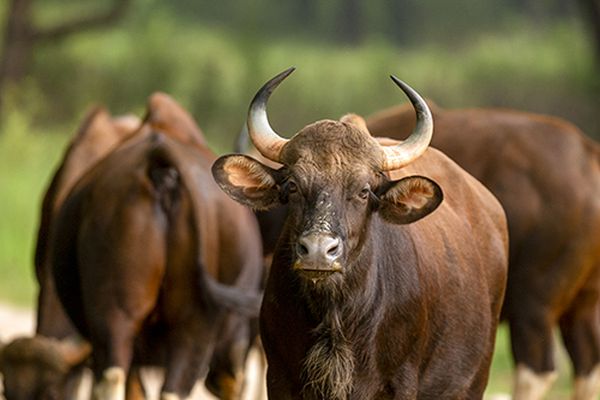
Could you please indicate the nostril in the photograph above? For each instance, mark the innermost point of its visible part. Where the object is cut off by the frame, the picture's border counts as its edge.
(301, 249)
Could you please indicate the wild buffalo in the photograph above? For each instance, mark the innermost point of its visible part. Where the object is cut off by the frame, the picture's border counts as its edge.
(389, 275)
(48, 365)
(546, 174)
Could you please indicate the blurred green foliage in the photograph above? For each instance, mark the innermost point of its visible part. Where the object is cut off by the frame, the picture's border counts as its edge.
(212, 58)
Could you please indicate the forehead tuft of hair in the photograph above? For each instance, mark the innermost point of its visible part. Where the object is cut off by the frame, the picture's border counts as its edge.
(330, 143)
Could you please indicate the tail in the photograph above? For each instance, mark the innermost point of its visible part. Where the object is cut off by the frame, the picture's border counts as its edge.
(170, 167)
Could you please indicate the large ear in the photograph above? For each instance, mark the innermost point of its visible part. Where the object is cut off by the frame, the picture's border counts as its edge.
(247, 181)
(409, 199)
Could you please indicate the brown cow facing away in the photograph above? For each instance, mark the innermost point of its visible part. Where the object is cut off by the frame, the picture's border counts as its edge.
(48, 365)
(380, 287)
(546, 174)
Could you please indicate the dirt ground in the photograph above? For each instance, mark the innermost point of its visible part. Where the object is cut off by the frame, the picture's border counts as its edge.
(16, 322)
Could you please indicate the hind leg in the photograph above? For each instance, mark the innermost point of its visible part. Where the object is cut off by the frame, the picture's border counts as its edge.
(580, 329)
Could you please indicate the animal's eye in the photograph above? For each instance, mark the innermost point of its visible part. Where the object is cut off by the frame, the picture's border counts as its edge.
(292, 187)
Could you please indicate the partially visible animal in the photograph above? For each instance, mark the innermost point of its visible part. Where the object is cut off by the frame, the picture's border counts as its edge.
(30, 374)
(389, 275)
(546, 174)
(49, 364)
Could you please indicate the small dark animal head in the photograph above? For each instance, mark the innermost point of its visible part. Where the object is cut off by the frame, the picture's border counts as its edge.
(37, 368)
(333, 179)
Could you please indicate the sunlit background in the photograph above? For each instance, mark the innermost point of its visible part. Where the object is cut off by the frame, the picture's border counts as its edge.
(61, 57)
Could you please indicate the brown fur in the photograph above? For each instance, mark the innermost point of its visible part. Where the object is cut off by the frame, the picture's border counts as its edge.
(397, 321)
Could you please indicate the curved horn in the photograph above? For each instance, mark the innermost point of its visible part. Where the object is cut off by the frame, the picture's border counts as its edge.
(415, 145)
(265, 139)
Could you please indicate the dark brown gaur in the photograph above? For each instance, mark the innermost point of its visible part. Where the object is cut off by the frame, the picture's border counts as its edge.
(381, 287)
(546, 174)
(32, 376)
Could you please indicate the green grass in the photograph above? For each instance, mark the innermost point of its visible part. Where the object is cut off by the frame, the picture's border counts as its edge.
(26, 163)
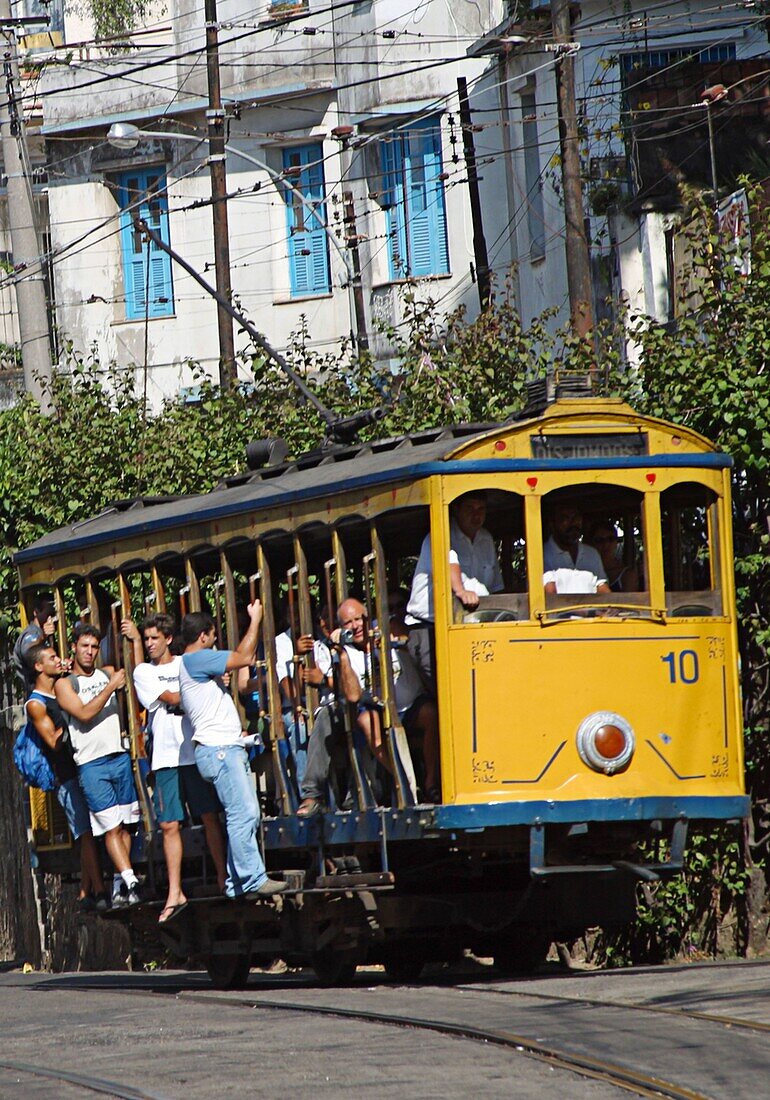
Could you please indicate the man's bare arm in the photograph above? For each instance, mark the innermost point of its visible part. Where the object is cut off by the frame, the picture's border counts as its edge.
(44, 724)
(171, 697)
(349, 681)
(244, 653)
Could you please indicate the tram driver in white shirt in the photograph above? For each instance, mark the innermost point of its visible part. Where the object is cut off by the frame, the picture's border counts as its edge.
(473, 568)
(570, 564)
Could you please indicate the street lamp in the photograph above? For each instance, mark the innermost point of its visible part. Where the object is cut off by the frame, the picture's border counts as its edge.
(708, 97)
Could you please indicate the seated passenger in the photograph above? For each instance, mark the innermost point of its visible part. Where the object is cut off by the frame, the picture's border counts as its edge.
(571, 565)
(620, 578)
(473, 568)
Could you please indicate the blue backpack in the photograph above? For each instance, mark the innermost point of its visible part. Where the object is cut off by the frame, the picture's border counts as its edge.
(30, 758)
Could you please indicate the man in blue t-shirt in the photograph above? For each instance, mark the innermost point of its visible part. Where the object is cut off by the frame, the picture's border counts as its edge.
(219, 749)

--------------------

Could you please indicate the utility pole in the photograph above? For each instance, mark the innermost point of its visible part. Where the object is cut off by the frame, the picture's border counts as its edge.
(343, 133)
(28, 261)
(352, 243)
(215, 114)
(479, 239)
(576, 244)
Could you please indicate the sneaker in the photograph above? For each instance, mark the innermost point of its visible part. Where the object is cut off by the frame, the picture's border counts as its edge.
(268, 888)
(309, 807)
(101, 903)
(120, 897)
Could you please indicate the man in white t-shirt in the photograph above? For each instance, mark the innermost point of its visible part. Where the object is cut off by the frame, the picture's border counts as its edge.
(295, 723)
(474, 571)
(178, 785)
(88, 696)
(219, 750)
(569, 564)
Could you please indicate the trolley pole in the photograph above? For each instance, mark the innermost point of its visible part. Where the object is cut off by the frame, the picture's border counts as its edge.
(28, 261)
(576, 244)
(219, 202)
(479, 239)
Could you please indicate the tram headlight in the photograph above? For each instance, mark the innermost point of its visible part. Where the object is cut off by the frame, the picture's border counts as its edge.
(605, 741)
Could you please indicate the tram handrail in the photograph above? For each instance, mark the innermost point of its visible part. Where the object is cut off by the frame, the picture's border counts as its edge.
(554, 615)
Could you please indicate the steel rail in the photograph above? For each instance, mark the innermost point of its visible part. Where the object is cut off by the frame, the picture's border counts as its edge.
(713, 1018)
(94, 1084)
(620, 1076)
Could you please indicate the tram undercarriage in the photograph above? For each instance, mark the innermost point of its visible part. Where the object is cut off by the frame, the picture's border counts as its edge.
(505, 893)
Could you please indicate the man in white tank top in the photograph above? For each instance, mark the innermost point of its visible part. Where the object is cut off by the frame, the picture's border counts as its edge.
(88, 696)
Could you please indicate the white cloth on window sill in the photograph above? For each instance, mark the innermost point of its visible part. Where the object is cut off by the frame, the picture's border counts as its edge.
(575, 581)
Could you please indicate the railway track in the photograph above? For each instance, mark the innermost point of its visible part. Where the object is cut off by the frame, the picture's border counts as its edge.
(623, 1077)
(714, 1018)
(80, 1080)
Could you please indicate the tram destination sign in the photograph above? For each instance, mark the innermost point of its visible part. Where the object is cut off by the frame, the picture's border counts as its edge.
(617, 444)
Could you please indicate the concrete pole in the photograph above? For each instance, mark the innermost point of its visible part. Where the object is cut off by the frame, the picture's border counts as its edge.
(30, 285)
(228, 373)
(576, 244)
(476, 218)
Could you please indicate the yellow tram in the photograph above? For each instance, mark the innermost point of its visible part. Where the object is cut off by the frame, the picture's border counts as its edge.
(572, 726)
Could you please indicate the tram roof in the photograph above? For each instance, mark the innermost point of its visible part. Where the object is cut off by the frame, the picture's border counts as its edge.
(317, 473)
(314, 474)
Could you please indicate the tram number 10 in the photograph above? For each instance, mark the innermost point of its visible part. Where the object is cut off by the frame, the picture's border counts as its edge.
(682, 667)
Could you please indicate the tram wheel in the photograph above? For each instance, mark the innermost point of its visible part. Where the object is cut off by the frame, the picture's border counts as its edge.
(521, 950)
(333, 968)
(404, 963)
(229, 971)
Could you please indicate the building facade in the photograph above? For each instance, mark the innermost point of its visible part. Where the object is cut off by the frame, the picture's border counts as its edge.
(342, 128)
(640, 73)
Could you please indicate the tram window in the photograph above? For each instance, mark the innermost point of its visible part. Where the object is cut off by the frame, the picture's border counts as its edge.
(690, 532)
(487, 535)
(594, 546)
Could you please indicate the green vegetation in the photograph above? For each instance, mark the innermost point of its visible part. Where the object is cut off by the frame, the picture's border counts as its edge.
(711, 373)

--------------------

→ **What you should do**
Identify every line of the entries above that contains the string "shirt" and copy each such line in full.

→ **Solved exercise**
Could you please indicate the tram driver in white shirt in the photograph above? For each instance, mark the innermost point of its visible part. Where the object is cut off by the frame, the picture's border counts as its edge.
Could you please indicate the man in blue t-shirt in the photograph above? For each instance, mark the innermost point of its visible part. Where the object is cut off by the frame, the picture's border counts as its edge.
Could you please indicate the man in white t-shirt in the photograph above? For each instance, mark the innermost point of its visible part. Where the object is cut off by the frame, the picture's border counts as its edge.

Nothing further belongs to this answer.